@Sourabh - whats the running time?
On Mon, Nov 28, 2011 at 3:28 AM, Ankur Garg <ankurga...@gmail.com> wrote:
> Cool Solution...I was thinking of DP but wasnt clear on the recurrence...
>
> Nice thinking man and thanks :)
>
>
>
>
> On Mon, Nov 28, 2011 at 2:47 AM, sourabh <sourabhd2...@gmail.com> wrote:
>
>> Consider the example that you have given:
>> [0,0,1,1,0,0,1,1,0,1,1,0] , here n = 12 and k=3
>>
>> Now we need to partition the array into 3 contiguous sub arrays such
>> that :
>> a) The expected sum value is maximum
>> b) and the size of each sub array should be between 2 and 6, both
>> inclusive. In case, this constraint is not satisfied then its not a
>> valid candidate for the solution even if the partition produces the
>> max value.

◆ Tasks to perform ◆
1. Retype the array-partitioning thread from "On Mon, Nov 28, 2011 at 3:28" to "and thanks :)".
2. Write what comes next in the array-partitioning thread, starting right after its final line.

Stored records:
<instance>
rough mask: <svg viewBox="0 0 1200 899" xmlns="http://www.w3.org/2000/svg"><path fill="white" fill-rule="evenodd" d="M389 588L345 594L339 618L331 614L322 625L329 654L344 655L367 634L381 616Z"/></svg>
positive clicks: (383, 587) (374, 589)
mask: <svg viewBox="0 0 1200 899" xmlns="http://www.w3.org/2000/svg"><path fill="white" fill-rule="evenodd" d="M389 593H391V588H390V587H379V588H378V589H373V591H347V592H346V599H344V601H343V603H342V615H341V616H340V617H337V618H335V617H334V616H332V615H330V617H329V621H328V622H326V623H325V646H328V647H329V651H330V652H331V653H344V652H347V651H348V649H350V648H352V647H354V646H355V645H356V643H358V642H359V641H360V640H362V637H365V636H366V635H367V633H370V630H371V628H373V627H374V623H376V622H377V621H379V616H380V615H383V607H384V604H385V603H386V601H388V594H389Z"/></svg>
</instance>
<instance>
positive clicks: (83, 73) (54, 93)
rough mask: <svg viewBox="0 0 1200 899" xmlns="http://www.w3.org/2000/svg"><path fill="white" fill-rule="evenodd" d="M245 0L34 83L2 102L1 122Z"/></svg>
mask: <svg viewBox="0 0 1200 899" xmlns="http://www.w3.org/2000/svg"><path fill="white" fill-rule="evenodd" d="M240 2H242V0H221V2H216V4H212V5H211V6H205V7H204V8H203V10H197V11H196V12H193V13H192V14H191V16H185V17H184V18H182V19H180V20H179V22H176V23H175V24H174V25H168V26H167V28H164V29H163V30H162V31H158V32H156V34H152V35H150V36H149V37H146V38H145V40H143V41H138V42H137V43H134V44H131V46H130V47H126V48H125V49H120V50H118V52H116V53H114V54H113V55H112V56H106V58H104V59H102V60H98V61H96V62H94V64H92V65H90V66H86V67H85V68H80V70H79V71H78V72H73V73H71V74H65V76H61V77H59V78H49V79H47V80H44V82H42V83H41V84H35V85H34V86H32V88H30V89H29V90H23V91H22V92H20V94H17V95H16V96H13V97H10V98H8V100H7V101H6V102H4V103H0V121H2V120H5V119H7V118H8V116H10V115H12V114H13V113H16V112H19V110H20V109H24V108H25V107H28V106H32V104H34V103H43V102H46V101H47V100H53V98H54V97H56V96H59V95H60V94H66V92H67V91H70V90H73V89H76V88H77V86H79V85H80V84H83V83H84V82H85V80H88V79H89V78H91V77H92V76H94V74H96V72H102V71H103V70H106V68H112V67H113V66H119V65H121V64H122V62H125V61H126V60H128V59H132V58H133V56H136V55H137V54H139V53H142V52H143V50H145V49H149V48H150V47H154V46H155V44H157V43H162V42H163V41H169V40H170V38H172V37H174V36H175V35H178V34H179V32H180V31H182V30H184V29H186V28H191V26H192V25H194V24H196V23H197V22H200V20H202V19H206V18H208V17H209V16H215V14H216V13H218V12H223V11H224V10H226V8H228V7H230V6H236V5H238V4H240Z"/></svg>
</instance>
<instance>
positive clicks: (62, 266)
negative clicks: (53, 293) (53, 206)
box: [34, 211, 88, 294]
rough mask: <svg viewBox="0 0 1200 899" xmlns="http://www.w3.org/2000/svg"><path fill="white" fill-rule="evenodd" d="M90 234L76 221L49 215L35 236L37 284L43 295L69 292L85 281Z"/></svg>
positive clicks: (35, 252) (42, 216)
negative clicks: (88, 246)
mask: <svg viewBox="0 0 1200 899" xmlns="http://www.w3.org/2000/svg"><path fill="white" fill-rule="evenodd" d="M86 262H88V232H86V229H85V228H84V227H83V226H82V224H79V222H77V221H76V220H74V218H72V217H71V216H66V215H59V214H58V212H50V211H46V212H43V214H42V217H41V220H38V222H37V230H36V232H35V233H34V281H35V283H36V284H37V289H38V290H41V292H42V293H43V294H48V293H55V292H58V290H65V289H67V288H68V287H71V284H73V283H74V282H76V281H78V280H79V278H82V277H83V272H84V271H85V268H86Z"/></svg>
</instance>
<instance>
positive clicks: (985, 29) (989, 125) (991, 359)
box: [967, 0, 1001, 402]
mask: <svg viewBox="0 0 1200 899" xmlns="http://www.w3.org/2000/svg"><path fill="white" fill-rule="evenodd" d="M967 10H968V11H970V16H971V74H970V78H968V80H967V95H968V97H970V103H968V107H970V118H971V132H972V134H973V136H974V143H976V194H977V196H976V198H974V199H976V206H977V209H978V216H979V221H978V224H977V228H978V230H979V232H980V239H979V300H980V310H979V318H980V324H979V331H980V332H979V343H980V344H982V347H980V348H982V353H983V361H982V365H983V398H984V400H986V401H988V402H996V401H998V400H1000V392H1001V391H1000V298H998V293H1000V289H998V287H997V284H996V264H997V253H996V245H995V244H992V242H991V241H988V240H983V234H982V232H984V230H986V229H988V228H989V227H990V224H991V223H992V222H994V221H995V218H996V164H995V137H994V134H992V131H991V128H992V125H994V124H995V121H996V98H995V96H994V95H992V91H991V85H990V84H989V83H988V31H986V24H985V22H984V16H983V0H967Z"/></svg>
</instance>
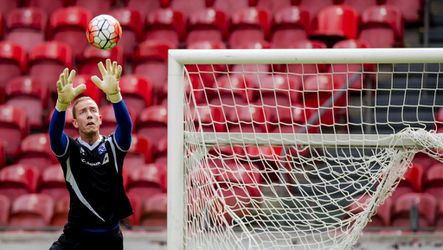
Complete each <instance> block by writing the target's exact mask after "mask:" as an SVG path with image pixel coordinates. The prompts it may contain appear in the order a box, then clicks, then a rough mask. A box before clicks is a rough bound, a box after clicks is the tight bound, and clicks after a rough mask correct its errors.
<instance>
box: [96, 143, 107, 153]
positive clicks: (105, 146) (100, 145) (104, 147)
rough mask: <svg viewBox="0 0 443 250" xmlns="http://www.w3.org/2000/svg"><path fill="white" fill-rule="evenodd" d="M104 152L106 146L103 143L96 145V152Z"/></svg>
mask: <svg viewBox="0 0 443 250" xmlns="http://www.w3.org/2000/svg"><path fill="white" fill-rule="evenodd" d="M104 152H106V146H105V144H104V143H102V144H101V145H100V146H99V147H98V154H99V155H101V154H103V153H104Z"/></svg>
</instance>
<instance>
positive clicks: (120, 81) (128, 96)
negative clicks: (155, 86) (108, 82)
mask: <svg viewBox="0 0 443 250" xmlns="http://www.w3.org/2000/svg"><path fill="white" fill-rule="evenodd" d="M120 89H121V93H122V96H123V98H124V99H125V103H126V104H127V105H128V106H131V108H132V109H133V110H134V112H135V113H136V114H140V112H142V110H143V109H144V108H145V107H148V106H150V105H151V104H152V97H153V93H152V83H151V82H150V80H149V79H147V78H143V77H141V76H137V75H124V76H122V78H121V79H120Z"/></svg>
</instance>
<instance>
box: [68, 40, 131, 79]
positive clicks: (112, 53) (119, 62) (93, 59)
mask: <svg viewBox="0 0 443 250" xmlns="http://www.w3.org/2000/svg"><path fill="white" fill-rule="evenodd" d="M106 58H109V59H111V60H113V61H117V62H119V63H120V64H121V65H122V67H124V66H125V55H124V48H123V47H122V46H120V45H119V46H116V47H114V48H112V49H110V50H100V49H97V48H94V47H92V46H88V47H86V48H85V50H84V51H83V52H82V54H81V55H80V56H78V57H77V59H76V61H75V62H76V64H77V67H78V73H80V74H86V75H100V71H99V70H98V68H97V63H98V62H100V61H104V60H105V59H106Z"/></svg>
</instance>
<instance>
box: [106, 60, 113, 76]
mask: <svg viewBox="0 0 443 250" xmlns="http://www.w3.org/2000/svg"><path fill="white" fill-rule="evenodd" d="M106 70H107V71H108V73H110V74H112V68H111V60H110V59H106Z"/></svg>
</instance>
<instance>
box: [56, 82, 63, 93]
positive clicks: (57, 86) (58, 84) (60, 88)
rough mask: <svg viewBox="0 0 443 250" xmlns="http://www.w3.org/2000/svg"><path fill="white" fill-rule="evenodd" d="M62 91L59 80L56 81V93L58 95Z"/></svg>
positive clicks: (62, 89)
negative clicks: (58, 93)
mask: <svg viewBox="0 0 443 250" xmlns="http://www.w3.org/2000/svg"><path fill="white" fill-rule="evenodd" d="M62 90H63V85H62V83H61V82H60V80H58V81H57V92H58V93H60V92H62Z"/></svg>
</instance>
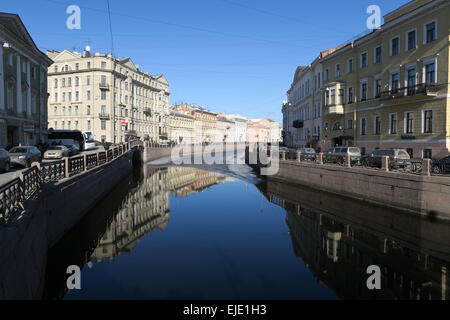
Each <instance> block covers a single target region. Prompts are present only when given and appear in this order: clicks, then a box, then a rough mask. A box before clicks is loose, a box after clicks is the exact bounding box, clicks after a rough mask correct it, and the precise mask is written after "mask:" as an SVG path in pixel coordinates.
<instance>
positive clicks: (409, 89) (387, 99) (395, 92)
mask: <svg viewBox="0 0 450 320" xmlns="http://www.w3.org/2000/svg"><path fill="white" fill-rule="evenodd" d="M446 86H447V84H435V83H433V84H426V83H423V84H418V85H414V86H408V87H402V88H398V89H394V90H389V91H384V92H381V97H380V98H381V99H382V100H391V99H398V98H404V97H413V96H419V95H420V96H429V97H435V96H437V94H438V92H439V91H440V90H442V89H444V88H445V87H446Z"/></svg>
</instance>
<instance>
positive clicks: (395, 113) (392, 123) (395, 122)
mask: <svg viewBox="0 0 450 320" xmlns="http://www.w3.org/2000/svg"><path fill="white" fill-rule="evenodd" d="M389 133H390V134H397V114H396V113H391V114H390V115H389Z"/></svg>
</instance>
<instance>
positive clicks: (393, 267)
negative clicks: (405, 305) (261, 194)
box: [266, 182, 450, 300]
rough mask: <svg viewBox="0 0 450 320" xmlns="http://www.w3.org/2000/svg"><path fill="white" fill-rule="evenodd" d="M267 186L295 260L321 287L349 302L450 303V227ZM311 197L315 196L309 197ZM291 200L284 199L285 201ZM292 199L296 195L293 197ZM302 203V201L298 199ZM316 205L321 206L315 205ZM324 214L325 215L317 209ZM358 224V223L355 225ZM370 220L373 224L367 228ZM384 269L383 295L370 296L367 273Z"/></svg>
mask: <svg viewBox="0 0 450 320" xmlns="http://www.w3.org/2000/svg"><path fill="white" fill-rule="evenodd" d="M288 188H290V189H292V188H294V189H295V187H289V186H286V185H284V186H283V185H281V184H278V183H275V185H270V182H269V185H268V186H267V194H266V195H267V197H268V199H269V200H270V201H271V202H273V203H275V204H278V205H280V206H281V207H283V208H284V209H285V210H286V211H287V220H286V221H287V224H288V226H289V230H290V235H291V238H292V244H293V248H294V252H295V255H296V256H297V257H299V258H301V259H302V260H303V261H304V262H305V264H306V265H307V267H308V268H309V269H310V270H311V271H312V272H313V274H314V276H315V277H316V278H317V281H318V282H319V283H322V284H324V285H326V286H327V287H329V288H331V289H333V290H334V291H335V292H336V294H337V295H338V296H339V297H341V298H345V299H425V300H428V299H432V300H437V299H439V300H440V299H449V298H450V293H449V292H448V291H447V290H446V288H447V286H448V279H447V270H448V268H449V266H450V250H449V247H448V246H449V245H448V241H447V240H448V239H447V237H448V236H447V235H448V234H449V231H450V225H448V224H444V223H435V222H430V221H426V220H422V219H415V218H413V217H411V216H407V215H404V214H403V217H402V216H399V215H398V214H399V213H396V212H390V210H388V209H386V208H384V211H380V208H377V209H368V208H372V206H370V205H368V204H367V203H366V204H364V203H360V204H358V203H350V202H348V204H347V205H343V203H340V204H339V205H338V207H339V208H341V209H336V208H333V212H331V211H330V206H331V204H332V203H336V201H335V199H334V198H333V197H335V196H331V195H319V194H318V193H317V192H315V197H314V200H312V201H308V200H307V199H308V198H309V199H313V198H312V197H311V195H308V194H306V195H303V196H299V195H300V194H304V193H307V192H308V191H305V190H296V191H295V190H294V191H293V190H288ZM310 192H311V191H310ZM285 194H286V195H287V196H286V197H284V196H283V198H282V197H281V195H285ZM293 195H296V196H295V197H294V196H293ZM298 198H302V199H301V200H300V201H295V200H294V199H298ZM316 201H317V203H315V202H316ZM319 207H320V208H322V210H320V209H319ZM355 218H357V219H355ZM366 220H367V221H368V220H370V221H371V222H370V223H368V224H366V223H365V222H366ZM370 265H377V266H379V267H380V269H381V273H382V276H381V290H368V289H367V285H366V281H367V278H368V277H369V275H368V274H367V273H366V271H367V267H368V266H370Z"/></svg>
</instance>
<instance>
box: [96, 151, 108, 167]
==
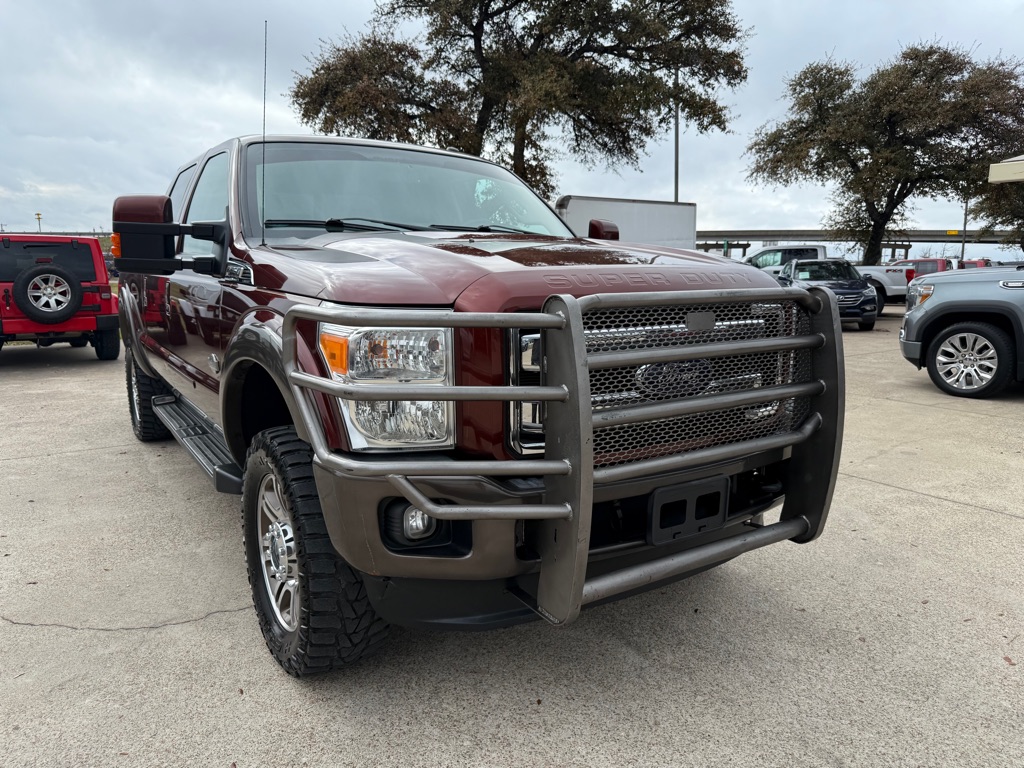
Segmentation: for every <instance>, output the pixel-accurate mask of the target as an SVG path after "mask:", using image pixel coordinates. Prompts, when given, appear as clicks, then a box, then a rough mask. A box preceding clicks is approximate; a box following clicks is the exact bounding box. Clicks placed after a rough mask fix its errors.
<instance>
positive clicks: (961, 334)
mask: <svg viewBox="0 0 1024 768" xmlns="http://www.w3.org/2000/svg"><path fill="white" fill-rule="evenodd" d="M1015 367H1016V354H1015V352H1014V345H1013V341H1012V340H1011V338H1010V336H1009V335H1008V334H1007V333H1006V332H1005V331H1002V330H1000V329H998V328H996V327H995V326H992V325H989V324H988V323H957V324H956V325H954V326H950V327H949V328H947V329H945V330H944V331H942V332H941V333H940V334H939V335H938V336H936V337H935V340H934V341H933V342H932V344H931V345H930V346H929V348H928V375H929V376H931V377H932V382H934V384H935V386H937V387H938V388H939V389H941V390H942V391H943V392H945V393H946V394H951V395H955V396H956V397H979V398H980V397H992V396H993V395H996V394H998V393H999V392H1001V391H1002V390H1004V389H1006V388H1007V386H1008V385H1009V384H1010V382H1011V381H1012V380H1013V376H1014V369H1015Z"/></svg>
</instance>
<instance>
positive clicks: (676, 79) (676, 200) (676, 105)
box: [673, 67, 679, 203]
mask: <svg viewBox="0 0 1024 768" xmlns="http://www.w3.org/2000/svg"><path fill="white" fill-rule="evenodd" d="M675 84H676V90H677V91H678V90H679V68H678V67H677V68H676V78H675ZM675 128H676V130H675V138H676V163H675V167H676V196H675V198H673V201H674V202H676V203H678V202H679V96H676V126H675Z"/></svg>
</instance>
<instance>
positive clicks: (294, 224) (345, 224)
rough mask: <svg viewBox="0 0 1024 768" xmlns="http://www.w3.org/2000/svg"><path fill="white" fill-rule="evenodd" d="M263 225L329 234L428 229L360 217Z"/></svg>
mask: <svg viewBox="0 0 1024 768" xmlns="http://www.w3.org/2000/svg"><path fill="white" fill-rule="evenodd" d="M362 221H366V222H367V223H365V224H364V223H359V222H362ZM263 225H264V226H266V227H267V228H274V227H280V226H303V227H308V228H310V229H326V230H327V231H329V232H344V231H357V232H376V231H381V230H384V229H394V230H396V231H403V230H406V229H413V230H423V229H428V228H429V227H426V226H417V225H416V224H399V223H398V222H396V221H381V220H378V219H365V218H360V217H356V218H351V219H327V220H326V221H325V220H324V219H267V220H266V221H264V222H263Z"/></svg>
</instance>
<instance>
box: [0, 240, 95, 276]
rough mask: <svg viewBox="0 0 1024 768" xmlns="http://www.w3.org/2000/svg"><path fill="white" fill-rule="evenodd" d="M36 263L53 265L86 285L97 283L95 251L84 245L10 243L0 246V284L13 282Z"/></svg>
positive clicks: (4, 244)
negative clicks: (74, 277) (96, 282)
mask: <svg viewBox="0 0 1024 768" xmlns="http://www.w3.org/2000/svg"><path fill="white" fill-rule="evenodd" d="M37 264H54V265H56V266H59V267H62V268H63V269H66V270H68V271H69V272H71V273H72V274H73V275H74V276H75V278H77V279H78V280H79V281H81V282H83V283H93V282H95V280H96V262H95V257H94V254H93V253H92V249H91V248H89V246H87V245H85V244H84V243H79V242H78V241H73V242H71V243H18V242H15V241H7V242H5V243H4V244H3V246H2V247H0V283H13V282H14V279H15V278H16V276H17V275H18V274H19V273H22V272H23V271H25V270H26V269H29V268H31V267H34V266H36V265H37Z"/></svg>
---
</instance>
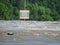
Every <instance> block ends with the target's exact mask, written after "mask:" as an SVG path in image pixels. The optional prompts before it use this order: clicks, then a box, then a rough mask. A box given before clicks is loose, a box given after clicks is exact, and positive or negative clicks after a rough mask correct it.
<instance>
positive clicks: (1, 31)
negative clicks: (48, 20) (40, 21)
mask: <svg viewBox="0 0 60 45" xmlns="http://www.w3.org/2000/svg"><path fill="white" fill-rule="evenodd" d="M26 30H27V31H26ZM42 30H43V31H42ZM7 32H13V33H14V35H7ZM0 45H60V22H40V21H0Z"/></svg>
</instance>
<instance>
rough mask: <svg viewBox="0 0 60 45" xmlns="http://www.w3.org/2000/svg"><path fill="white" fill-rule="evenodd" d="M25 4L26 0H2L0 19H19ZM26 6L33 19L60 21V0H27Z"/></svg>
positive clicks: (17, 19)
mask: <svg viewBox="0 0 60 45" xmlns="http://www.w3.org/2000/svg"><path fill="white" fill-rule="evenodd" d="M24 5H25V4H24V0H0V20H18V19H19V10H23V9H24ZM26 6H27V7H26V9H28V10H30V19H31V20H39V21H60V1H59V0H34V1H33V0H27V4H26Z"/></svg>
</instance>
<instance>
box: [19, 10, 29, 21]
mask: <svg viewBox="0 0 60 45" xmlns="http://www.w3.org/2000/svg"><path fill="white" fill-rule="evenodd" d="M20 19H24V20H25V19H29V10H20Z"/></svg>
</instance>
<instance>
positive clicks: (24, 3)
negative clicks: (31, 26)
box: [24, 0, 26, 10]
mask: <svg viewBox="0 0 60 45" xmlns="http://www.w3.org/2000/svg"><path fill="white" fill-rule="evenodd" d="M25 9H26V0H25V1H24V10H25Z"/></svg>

◆ Exercise results ◆
1.
On Mon, Nov 28, 2011 at 3:28 AM, Ankur Garg <ankurga...@gmail.com> wrote:
> Cool Solution...I was thinking of DP but wasnt clear on the recurrence...
>
> Nice thinking man and thanks :)

2.
>>
>> 2 = ceil (n / 2k) = ceil (12/6)
>> 6 = floor (3n / 2k) = floor (36/6)
>> ---------------------------------------------
>> As mentioned above the following equation :
>> F(n,k) = MAX for all r such that ceil(n/2k) <= r <= floor(3n/2k)
>> { (expected value of array elems from A[n] to A[n-r+1]) + F(n-r,
>> k-1) }
>>
>> /**
>> For understanding how partitioning of the array is represented by the
>> above equation:
>>
>> Say there is an array denoted by A[i] and it needs to be divided into
>> 3 contiguous parts, one of the ways to do so would be to take the
>> following steps :
>>
>> Let K(partition no.) be initialized to 3.
>> Let array size N be 12.
>>
>> a) If N is 0, the goto step 'f'
>> b) If K == 1 then call it as partition K and goto step 'e'.
>> c) Lets take X no. of elements from the end of array A of size N and
>> call it partition K.
>> d) Decrement K by 1 and N by X { --K; and N-=X;}
>> d) Goto step 'a'
>> e) Valid partition and End.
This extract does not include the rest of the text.